[Entries taken from a collection]

◆ ◆ ◆ ◆ ◆ ◆ ◆

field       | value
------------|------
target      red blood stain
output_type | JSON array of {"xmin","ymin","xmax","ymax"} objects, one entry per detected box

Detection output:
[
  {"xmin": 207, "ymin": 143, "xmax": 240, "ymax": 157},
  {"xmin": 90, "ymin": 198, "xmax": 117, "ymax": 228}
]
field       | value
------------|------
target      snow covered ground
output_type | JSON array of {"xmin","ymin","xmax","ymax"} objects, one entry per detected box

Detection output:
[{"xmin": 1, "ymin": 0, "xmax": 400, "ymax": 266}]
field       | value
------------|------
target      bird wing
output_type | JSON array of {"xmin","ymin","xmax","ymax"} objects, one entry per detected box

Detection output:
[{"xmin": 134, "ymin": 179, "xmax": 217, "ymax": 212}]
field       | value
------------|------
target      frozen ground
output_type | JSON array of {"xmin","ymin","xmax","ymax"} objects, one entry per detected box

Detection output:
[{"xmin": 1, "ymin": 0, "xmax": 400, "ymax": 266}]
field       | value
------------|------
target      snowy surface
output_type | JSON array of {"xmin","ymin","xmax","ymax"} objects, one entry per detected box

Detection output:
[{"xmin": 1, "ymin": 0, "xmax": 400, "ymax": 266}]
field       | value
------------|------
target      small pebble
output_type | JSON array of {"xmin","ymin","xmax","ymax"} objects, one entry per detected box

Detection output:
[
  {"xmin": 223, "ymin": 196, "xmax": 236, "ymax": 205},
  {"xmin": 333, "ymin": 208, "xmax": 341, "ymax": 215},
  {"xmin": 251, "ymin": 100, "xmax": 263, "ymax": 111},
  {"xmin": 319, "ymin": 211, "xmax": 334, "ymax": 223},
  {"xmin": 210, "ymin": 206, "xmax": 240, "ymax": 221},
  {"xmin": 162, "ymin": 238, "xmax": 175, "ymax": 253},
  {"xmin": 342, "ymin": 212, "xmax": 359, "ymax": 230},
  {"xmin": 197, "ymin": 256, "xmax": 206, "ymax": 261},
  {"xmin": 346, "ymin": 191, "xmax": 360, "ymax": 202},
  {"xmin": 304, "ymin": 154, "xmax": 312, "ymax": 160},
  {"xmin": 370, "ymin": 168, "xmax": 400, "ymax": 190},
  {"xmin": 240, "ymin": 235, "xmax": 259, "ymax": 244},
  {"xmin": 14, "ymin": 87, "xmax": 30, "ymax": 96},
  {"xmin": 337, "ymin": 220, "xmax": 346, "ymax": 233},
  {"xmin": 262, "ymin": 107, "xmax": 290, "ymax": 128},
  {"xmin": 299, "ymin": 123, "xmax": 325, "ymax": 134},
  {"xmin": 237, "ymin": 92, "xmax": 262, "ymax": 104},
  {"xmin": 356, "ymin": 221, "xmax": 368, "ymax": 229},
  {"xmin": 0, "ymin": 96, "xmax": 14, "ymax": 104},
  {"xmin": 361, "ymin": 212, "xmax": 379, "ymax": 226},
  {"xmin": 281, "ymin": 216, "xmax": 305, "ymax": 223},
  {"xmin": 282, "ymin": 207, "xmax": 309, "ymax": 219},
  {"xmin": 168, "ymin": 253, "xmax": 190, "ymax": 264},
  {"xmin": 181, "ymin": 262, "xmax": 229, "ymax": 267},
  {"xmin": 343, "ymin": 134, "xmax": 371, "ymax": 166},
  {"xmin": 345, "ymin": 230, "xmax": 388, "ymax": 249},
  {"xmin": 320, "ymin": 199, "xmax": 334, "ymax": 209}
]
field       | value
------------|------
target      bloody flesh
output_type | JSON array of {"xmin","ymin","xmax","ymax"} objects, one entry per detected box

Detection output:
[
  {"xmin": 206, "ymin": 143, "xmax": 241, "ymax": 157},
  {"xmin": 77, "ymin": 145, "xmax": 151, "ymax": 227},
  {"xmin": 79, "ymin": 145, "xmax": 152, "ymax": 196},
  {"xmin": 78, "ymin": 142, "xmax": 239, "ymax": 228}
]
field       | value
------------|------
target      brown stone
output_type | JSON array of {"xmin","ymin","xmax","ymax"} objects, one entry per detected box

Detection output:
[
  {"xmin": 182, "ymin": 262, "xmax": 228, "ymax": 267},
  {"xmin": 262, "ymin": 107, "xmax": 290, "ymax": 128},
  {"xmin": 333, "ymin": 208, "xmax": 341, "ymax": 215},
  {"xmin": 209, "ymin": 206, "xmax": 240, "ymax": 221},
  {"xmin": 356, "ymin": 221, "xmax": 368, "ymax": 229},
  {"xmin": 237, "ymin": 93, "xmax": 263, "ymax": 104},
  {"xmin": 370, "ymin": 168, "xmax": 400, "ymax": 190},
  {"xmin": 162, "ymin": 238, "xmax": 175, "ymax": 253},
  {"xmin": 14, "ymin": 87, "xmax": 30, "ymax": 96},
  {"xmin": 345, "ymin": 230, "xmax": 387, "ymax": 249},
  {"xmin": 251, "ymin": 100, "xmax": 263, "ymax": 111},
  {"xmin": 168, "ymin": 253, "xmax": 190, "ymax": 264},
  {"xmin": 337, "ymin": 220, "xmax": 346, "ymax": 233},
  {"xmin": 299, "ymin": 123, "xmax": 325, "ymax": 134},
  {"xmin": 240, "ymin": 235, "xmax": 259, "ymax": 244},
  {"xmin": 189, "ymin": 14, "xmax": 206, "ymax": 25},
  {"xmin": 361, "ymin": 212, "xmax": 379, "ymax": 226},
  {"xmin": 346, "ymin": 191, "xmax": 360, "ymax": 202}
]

◆ ◆ ◆ ◆ ◆ ◆ ◆

Which of the lines above include the word "target"? List those lines.

> _Your response_:
target      red blood stain
target      snow covered ground
target      bird wing
target      frozen ground
target      snowy surface
target      small pebble
target      bloody flesh
target      brown stone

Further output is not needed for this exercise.